### Brief A
Write out the MongoDataBackend bug report word for word, starting with "def __init__(self, uri: str, flavour: t.Optional[str]" and going on through "super().__init__(uri, flavour=flavour)".
### Brief B
Pick out every row that contains the word "plastic", and copy each one in full.
━━━ Page excerpt ━━━
Mongo databackend creation from MongoDbTyper.create uses keyword argument 'conn' when MongoDataBackend called, which does not exist.

databackend = MongoDataBackend(conn=item.client, name=item.name)
class MongoDataBackend(BaseDataBackend):
    """
    Data backend for MongoDB.

    :param conn: MongoDB client connection
    :param name: Name of database to host filesystem
    """

    db_type = DBType.MONGODB

    id_field = '_id'

    def __init__(self, uri: str, flavour: t.Optional[str] = None):
        self.connection_callback = lambda: _connection_callback(uri, flavour)
        super().__init__(uri, flavour=flavour)
        self.conn, self.name = _connection_callback(uri, flavour)

        self._db = self.conn[self.name]

This yields the error:

  File "/usr/local/lib/python3.12/site-packages/superduperdb/base/superduper.py", line 24, in superduper
    return _DuckTyper.run(item, **kwargs)
           ^^^^^^^^^^^^^^^^^^^^^^^^^^^^^^
  File "/usr/local/lib/python3.12/site-packages/superduperdb/base/superduper.py", line 71, in run
    return dts[0].create(item, **kwargs)
           ^^^^^^^^^^^^^^^^^^^^^^^^^^^^^
  File "/usr/local/lib/python3.12/site-packages/superduperdb/base/superduper.py", line 144, in create
    databackend = MongoDataBackend(conn=item.client, name=item.name)
                  ^^^^^^^^^^^^^^^^^^^^^^^^^^^^^^^^^^^^^^^^^^^^^^^^^^
TypeError: MongoDataBackend.__init__() got an unexpected keyword argument 'conn'

Steps to reproduce

1. 2. 3. ...

Relevant log output

No response

jieguangzhou commented 4 months ago

@Jesse-jApps Thank you for your discovery, it seems that there is an error in the doc-strings, which will be fixed later.

Additionally, it is recommended to use db=superduper("mongodb://host:port/database_name") for a better connection.

Then, you can access it via db.databackend.
━━━ Excerpted data ━━━
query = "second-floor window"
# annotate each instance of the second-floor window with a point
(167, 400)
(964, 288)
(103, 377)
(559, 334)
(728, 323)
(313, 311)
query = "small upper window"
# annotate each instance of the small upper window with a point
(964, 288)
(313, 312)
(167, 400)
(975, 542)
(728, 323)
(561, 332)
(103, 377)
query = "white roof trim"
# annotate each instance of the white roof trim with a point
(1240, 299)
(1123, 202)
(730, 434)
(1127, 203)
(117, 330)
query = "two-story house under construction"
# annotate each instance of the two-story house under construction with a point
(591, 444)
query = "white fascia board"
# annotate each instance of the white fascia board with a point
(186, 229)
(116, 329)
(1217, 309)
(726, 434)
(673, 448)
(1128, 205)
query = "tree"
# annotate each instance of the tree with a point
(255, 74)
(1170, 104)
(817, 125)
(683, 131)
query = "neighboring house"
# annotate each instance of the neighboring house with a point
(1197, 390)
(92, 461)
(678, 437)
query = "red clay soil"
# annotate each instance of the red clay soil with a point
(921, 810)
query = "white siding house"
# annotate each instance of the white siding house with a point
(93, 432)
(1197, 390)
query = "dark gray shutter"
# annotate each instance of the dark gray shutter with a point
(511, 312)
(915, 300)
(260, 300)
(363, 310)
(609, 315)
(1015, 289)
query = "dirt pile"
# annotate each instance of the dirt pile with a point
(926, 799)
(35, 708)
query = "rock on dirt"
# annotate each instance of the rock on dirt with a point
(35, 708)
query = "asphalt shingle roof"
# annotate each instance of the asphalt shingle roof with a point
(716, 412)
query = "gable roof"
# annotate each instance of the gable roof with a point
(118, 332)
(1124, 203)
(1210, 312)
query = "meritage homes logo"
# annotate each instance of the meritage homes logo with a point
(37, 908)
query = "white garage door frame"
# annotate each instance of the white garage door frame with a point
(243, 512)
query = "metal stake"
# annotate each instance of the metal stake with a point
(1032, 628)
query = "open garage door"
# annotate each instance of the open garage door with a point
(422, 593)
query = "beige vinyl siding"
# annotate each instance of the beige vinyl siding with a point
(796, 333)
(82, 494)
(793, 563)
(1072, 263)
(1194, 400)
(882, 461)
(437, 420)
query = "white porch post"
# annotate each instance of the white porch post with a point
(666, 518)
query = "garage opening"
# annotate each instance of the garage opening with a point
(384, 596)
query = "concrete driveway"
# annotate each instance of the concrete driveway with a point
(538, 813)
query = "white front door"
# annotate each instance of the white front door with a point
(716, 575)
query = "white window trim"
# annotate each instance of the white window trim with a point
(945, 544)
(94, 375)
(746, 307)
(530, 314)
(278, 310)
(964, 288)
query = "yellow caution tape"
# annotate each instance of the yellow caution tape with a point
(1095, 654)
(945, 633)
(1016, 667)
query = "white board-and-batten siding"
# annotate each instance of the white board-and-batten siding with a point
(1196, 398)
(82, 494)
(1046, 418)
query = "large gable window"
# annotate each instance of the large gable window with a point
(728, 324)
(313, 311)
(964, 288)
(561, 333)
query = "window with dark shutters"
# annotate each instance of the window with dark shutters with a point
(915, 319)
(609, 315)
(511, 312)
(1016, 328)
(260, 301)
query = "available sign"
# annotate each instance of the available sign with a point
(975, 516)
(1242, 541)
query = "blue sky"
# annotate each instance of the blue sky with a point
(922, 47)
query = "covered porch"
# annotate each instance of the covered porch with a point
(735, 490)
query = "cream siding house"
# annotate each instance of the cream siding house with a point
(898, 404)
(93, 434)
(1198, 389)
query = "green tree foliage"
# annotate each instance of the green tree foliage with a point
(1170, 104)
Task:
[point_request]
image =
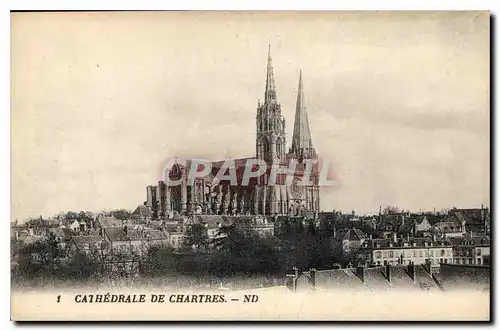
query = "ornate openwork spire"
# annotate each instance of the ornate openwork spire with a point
(270, 96)
(301, 140)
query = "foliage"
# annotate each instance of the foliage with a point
(391, 210)
(121, 214)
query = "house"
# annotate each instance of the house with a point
(352, 239)
(87, 244)
(449, 229)
(141, 213)
(108, 222)
(388, 278)
(412, 250)
(476, 220)
(175, 233)
(78, 226)
(62, 235)
(122, 240)
(471, 250)
(152, 237)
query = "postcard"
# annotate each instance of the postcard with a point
(250, 166)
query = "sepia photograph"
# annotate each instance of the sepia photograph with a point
(250, 166)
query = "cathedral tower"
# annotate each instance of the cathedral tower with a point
(302, 147)
(270, 140)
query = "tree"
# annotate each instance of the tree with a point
(196, 237)
(121, 214)
(391, 210)
(41, 258)
(159, 260)
(240, 249)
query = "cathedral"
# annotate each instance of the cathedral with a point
(260, 196)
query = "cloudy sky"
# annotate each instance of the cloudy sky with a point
(399, 102)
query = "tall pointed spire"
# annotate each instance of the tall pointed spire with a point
(270, 96)
(301, 140)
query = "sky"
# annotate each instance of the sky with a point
(398, 102)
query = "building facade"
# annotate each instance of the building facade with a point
(262, 195)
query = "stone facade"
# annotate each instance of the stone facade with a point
(208, 195)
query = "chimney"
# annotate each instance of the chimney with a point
(411, 271)
(360, 272)
(388, 273)
(428, 265)
(312, 275)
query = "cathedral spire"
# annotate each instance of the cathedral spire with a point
(301, 140)
(270, 96)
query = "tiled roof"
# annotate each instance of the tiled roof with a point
(154, 235)
(86, 242)
(400, 243)
(355, 235)
(213, 221)
(63, 233)
(109, 222)
(119, 234)
(141, 211)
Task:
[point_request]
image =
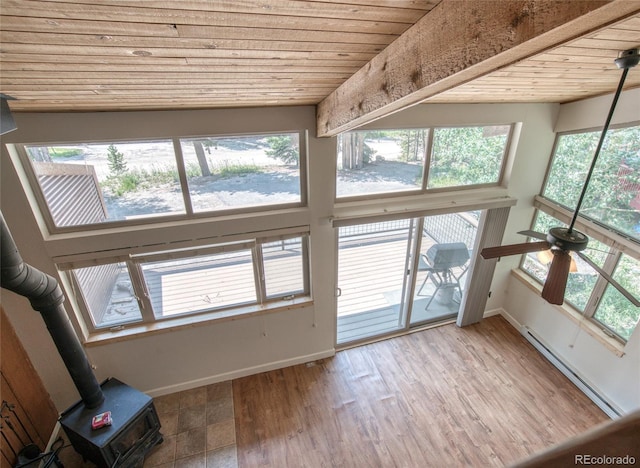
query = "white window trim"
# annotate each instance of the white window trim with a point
(422, 190)
(51, 228)
(149, 322)
(618, 244)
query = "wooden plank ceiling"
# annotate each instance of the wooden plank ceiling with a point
(111, 54)
(95, 55)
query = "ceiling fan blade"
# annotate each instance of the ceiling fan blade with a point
(611, 281)
(513, 249)
(534, 234)
(556, 283)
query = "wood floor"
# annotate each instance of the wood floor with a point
(477, 396)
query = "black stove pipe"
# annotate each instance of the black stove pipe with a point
(46, 296)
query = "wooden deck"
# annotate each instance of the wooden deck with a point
(370, 277)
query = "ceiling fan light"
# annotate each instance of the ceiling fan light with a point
(546, 256)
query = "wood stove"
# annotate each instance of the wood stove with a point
(133, 432)
(134, 427)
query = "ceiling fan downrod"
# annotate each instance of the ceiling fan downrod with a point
(626, 60)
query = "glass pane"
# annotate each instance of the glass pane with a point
(371, 272)
(613, 196)
(582, 278)
(615, 311)
(108, 294)
(283, 267)
(445, 252)
(94, 183)
(467, 156)
(380, 162)
(201, 283)
(238, 172)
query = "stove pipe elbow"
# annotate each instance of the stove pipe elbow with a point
(46, 297)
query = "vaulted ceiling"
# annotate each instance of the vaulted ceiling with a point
(356, 59)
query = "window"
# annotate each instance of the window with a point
(396, 161)
(160, 285)
(122, 181)
(611, 209)
(613, 197)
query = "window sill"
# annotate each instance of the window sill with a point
(585, 324)
(146, 329)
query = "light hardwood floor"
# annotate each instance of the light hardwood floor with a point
(476, 396)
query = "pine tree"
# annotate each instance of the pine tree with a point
(117, 164)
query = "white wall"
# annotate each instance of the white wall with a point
(194, 356)
(615, 378)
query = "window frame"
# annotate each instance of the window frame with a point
(618, 244)
(189, 213)
(149, 317)
(554, 149)
(426, 161)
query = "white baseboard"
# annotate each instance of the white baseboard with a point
(236, 374)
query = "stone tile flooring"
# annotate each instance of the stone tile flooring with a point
(198, 428)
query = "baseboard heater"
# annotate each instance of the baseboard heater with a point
(578, 381)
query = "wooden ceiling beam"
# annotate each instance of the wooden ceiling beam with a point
(456, 42)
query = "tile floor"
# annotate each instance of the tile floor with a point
(198, 428)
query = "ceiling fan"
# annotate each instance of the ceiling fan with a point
(562, 241)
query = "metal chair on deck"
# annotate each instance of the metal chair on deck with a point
(439, 262)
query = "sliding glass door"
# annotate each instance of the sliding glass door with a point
(393, 275)
(372, 265)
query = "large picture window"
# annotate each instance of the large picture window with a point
(397, 161)
(162, 285)
(613, 197)
(121, 181)
(612, 202)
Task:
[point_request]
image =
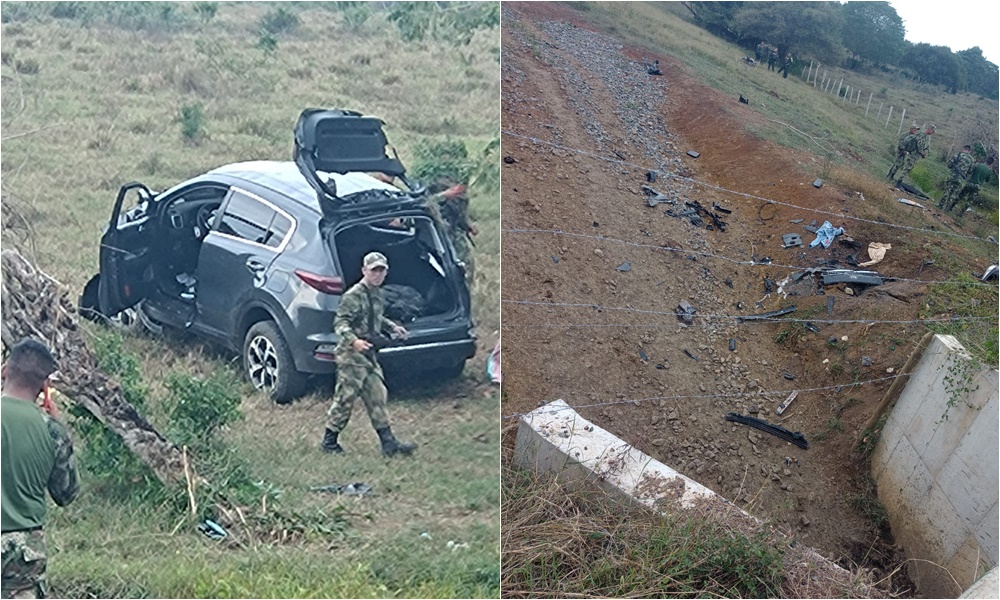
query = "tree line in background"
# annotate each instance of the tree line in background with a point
(856, 35)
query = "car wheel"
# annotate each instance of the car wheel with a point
(268, 363)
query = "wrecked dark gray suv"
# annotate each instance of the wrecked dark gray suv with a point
(255, 255)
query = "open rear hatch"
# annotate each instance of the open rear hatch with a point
(336, 142)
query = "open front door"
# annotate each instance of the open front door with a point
(127, 251)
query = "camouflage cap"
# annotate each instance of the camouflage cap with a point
(375, 259)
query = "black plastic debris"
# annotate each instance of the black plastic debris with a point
(834, 276)
(212, 529)
(685, 312)
(791, 240)
(789, 436)
(768, 315)
(351, 489)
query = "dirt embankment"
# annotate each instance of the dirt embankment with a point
(588, 317)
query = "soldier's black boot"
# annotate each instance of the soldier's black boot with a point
(330, 443)
(391, 446)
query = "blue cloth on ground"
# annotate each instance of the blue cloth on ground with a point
(825, 235)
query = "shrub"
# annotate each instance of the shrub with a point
(192, 119)
(198, 407)
(279, 20)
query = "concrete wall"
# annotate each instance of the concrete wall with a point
(938, 478)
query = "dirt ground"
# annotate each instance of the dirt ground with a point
(624, 362)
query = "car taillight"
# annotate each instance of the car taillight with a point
(323, 283)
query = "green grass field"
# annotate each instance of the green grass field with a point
(97, 95)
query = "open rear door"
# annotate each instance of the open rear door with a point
(340, 141)
(126, 251)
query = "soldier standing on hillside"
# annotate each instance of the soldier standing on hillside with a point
(980, 174)
(360, 324)
(906, 149)
(961, 167)
(785, 65)
(37, 456)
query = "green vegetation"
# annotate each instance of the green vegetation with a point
(571, 543)
(198, 94)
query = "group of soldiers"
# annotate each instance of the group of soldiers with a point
(966, 177)
(912, 146)
(965, 180)
(764, 51)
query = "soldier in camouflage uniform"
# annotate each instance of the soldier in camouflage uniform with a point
(360, 325)
(450, 206)
(37, 455)
(906, 155)
(961, 167)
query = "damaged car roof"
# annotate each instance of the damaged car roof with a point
(284, 177)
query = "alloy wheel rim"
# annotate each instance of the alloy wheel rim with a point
(262, 363)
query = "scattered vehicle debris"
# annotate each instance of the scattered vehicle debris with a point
(212, 529)
(825, 235)
(685, 312)
(876, 250)
(768, 315)
(834, 276)
(654, 197)
(915, 191)
(781, 407)
(789, 436)
(350, 489)
(791, 240)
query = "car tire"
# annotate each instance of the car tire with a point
(268, 363)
━━━
### Written solution A
def __init__(self, uri: str, flavour: t.Optional[str] = None):
        self.connection_callback = lambda: _connection_callback(uri, flavour)
        super().__init__(uri, flavour=flavour)

### Written solution B
query = "black plastic debris"
# annotate each instance of the black plastic debris with a point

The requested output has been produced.